Collected data:
*** Begin section ***

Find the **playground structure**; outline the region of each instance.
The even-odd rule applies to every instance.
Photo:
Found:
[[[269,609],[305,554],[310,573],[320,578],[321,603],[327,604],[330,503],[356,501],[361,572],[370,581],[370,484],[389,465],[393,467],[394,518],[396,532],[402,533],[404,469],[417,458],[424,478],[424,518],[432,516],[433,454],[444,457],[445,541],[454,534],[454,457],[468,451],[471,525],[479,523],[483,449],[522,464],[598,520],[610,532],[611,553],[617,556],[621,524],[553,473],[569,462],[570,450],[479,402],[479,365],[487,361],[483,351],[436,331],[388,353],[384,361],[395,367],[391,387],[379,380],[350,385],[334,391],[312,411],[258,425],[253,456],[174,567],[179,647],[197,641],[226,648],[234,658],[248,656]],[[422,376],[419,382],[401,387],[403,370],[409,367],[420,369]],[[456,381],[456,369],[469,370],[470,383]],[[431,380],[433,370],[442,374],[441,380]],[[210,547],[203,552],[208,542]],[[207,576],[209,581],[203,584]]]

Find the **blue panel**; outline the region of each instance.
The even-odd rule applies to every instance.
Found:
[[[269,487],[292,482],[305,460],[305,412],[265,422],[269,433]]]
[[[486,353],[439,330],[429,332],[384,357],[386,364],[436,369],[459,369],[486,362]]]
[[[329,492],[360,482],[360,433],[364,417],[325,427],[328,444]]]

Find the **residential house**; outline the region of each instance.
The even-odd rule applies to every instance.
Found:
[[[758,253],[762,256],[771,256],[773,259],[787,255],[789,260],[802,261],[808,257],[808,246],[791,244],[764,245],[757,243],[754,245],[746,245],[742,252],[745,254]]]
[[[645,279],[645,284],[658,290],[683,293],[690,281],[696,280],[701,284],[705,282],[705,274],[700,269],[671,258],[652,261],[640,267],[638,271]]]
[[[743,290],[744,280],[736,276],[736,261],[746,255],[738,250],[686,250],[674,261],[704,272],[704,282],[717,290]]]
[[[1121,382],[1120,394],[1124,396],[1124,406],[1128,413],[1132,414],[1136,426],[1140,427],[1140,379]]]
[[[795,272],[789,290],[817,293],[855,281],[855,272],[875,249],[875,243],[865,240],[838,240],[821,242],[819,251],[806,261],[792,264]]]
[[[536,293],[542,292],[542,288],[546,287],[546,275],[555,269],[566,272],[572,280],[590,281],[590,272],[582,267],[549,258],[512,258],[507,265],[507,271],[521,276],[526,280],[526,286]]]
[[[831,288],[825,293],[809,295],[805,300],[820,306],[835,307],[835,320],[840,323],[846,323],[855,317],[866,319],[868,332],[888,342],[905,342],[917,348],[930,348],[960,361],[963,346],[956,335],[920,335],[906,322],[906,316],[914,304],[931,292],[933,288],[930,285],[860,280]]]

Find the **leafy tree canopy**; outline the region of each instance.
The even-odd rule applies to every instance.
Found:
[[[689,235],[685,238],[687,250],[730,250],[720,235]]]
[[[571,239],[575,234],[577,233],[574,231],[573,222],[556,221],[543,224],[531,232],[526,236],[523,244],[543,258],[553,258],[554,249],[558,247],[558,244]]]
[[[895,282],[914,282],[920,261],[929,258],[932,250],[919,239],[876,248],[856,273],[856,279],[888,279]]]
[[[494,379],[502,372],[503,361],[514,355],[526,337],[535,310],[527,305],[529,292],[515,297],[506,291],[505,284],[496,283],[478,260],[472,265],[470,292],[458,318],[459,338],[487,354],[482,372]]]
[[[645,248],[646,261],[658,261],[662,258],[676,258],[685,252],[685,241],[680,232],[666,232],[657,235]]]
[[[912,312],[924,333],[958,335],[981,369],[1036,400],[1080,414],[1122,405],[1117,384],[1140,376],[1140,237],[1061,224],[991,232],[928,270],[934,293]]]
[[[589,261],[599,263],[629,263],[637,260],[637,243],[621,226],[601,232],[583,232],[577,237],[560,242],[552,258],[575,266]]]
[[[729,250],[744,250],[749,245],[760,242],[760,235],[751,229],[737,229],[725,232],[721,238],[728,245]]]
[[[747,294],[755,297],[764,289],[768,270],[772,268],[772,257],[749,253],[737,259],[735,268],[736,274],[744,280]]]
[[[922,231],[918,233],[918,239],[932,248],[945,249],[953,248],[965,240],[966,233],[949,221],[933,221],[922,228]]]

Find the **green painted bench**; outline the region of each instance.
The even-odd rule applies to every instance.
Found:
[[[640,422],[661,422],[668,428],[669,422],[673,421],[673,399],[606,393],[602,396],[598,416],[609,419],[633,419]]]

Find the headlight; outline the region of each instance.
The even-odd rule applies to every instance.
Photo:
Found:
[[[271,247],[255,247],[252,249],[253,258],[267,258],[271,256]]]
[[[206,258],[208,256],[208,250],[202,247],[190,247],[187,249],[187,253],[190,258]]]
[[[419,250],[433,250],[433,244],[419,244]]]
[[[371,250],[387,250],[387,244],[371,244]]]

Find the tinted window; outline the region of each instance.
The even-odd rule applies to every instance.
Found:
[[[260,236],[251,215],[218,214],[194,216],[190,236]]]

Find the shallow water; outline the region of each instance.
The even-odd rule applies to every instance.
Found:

*** End section ***

Determine how many lines of the entries hold "each", and reply with that number only.

8